*** Input data Section Begins ***
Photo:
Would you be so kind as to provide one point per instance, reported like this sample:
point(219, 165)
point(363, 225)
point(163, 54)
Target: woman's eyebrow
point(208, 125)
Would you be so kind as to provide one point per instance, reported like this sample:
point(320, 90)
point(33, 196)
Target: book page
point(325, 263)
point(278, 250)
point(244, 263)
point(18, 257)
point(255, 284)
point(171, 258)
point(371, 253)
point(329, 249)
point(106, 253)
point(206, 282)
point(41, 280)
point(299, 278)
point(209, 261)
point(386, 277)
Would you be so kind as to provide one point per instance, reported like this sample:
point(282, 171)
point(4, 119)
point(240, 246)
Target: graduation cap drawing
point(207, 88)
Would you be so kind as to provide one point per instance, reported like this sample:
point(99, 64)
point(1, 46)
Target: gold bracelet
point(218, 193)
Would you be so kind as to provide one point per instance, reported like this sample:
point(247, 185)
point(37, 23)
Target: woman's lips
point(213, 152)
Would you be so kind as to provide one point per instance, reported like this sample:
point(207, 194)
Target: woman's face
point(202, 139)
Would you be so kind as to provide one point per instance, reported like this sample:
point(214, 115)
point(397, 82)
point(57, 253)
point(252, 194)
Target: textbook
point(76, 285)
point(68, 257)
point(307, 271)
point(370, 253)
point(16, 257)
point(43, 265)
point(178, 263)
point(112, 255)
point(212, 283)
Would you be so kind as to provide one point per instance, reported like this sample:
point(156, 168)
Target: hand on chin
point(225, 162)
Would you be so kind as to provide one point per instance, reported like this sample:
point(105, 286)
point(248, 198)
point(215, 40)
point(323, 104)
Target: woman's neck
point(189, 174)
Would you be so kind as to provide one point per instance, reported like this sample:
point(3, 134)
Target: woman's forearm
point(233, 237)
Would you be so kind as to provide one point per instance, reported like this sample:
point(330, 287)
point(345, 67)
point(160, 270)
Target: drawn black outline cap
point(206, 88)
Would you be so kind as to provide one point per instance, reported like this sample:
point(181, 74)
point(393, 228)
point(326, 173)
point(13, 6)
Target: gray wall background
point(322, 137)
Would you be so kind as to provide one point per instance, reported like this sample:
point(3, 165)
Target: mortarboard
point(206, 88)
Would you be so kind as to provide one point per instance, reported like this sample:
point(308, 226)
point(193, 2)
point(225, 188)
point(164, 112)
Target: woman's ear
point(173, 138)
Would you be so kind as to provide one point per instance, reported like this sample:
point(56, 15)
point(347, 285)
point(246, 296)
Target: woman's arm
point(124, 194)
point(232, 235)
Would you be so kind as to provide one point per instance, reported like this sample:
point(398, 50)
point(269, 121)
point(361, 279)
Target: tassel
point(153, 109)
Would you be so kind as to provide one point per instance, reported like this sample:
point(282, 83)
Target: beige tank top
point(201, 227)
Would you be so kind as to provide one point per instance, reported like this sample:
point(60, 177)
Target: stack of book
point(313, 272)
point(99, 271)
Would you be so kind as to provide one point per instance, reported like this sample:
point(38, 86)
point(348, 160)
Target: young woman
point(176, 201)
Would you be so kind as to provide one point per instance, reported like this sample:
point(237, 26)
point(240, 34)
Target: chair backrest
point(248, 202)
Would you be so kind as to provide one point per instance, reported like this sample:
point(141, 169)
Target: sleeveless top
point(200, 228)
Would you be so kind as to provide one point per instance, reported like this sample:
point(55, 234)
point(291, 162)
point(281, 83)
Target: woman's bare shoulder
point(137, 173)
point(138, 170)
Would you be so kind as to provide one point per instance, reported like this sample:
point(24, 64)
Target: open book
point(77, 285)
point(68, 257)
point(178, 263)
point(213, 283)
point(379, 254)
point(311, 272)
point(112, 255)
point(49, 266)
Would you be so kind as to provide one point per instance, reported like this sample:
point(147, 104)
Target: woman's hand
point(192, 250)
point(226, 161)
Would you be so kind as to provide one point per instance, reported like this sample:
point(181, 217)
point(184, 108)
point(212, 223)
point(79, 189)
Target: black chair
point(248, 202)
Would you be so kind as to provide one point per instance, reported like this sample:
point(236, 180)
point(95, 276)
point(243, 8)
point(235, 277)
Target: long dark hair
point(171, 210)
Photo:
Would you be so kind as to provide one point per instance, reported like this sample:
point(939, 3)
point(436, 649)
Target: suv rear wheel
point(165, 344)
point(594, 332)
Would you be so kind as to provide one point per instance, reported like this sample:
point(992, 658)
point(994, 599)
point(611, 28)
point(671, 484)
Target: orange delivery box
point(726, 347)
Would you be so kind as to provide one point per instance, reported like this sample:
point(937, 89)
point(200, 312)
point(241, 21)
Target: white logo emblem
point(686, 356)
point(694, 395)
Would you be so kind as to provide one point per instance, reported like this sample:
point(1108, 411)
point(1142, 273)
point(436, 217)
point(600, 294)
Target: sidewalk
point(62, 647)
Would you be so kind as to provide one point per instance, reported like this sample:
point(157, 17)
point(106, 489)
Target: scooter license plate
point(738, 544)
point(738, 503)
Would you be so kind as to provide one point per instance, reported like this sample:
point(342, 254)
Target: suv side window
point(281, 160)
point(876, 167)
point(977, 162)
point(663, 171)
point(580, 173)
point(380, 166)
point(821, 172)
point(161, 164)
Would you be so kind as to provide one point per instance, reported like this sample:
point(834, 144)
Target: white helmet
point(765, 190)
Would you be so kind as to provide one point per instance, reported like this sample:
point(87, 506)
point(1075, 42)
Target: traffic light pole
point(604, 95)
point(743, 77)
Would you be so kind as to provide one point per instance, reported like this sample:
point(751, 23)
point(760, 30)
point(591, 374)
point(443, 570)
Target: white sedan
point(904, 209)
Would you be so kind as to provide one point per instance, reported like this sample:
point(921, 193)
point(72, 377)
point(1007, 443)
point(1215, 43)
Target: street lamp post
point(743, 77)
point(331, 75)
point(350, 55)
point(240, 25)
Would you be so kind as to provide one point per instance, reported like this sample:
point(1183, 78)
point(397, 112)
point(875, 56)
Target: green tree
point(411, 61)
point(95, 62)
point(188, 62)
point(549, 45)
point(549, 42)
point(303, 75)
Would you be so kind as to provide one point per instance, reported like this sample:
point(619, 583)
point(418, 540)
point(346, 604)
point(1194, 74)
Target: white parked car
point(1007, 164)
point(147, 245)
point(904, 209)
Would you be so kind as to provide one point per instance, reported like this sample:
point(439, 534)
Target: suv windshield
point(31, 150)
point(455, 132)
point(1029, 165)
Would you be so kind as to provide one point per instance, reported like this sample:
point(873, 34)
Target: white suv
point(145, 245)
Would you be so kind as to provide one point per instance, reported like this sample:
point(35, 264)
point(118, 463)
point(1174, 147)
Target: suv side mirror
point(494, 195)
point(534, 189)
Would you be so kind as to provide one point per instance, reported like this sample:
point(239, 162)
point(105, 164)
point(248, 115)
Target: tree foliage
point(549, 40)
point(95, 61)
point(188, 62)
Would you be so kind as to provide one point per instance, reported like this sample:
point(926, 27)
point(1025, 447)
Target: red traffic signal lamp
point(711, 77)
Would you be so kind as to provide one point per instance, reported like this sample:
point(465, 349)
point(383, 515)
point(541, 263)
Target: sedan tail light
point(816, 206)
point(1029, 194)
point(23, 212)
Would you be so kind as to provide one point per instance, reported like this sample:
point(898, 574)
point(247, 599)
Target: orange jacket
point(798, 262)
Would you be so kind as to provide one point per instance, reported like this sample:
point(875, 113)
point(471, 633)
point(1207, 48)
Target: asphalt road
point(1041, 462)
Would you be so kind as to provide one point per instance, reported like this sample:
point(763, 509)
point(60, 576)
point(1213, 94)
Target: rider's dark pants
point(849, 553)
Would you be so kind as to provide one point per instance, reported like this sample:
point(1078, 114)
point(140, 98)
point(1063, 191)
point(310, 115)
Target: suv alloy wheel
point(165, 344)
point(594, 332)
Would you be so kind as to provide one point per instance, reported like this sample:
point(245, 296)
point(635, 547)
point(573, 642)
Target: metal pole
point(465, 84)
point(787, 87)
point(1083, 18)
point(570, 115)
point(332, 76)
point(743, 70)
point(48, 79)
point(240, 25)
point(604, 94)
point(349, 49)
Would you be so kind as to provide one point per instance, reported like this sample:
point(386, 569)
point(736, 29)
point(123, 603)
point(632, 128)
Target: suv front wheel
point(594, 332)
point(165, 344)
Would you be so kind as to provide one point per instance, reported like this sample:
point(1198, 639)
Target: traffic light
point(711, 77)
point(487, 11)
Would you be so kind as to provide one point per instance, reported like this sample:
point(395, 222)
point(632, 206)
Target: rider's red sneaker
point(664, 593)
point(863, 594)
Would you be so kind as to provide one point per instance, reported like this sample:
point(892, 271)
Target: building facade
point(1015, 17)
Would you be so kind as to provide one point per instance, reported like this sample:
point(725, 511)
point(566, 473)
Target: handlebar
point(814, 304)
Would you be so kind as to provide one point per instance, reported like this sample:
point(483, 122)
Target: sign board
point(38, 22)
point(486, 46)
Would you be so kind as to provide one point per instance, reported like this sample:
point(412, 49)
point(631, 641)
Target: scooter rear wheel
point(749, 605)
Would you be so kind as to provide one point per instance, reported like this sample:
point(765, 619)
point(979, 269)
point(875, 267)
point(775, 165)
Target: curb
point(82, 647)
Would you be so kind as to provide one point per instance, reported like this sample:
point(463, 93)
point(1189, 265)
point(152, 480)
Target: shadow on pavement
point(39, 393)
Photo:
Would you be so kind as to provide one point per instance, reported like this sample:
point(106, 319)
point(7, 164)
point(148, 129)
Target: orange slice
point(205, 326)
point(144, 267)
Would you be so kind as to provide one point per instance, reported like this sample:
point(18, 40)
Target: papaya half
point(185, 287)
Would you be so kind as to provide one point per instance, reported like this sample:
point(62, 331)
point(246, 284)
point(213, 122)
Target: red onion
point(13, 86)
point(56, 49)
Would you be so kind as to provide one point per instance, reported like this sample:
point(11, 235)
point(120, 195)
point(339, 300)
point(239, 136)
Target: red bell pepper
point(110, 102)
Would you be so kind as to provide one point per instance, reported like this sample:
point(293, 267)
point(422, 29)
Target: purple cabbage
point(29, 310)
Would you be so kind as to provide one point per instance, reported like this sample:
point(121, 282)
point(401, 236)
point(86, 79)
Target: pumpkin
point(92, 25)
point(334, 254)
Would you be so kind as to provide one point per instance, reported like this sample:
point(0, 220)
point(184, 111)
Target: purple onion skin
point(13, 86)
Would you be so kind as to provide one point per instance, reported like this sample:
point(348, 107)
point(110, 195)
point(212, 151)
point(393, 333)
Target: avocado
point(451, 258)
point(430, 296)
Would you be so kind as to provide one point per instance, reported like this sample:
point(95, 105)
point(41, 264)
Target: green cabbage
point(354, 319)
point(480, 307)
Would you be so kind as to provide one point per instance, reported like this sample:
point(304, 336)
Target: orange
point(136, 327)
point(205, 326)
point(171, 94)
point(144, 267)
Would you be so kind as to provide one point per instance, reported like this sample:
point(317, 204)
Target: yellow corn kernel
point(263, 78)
*** Input data Section Ends ***
= Action item =
Output, unchanged, the lines of the listing above from the first one through the one holding "point(252, 194)". Leave out every line after it.

= Answer to this problem =
Photo:
Would you be so kind as to provide one point per instance, reported like this sample:
point(219, 165)
point(363, 225)
point(163, 54)
Target: woman's eyebrow
point(208, 125)
Would you be so kind as to provide one point per instance, reported like this sample:
point(320, 90)
point(33, 196)
Target: book page
point(325, 263)
point(278, 250)
point(244, 263)
point(18, 257)
point(255, 284)
point(171, 258)
point(371, 253)
point(329, 249)
point(106, 253)
point(206, 282)
point(41, 280)
point(299, 278)
point(209, 261)
point(386, 277)
Would you be so kind as to provide one point per instance, reported like this sample:
point(282, 171)
point(4, 119)
point(240, 246)
Target: graduation cap drawing
point(207, 88)
Would you be so kind as to provide one point per instance, reported like this sample:
point(99, 64)
point(1, 46)
Target: gold bracelet
point(218, 193)
Would you be so kind as to provide one point per instance, reported like this sample:
point(247, 185)
point(37, 23)
Target: woman's lips
point(213, 152)
Would you be so kind as to provide one point per instance, reported like this sample:
point(207, 194)
Target: woman's face
point(202, 139)
Would you be so kind as to provide one point per instance, reported like this sample:
point(214, 115)
point(397, 82)
point(57, 253)
point(252, 194)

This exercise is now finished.